TEXTO FORNECIDO
>>>

Outro dia, estava no último andar de um prédio, na cidade de São Paulo. Conversava com um grupo de educadores e profissionais sobre “Espiritualidade”. Ao ver aquela paisagem me vieram à mente algumas imagens urbanas para falar do tema. Três componentes me chamaram a atenção, no alto de tantos prédios enfileirados: os pára-raios, as antenas e os terraços.
A espiritualidade moderna funciona como um pára-raios. O ser humano, atribulado por tantos problemas pessoais, como relações afetivas, dificuldades para educar os filhos, crise financeira, doenças psico-somáticas, estresse e perda crescente de sentido para viver, recorre ao sagrado em busca de alívio. As experiências religiosas emotivas fortes caracterizam grande parte da mística contemporânea, para diminuir suas tensões. Isso explica em parte o crescimento vertiginoso do pentecostalismo evangélico e da renovação carismática católica. A religiosidade tem uma função terapêutica. Na verdade, pode curar ou simplesmente atenuar a dor e o sofrimento.
A espiritualidade do pára-raios é ambígua. De um lado, ela abarca uma dimensão real da experiência espiritual, quando as pessoas provam a misericórdia e a bondade de Deus, aliviam suas dores e recuperam a alegria de viver. Muitas delas conseguem superar graves estados de desespero e degradação, quando se conectam com Deus e descobrem que a vida não está perdida. De outro lado, a relação com o sagrado pode se tornar funcional. As pessoas buscam a Jesus somente nos momentos de tempestade. Além disso, a relação entre céu-terra parece vir somente de cima. Anula-se o valor das realidades humanas, pois elas estão submetidas ao critério dos “raios celestes”. A experiência religiosa intensa pode ofuscar outras dimensões da realidade humana e dar margem à intolerância e às novas formas de opressão.

<<<

ITENS LISTADOS
>>>

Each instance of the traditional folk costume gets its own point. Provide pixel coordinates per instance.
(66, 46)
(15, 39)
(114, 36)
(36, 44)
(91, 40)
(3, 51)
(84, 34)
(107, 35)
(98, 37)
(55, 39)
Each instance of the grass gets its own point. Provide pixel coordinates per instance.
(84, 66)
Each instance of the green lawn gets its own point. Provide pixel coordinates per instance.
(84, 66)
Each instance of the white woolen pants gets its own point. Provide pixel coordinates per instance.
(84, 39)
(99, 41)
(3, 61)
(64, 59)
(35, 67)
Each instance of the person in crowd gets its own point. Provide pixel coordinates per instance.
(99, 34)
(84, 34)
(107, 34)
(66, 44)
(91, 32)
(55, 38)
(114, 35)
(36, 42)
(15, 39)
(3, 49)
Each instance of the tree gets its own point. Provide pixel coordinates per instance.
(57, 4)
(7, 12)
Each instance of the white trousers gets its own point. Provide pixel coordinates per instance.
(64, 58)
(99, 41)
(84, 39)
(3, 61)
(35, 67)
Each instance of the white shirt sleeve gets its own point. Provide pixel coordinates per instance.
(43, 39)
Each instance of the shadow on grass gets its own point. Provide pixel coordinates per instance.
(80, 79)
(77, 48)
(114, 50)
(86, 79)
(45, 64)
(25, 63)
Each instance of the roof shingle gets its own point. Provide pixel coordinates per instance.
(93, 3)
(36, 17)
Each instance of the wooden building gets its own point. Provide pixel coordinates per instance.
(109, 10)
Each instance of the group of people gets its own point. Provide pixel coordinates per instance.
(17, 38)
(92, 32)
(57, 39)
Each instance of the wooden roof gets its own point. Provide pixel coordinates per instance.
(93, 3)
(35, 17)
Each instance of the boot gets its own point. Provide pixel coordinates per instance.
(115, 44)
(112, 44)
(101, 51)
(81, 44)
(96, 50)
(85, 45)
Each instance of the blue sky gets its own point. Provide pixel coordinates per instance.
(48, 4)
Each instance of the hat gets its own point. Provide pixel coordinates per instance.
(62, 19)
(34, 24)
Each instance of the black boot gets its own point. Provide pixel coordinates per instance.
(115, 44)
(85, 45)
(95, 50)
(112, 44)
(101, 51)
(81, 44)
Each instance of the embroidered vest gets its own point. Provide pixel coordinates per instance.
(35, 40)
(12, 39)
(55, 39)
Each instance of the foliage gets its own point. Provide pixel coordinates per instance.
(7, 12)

<<<

O QUE FAZER
Reescreva em forma de lista o parágrafo do texto sobre espiritualidade que começa com "A espiritualidade moderna funciona", conservando seus fatos principais.

RESULTADO DO EXERCÍCIO
- A espiritualidade moderna funciona como um pára-raios.
- O ser humano recorre ao sagrado em busca de alívio para seus problemas pessoais: relações afetivas, dificuldades para educar os filhos, crise financeira, doenças psico-somáticas, estresse e perda crescente de sentido para viver.
- Experiências religiosas emotivas fortes, que diminuem as tensões, caracterizam grande parte da mística contemporânea.
- Isso explica em parte o crescimento vertiginoso do pentecostalismo evangélico e da renovação carismática católica.
- A religiosidade tem função terapêutica: pode curar ou simplesmente atenuar a dor e o sofrimento.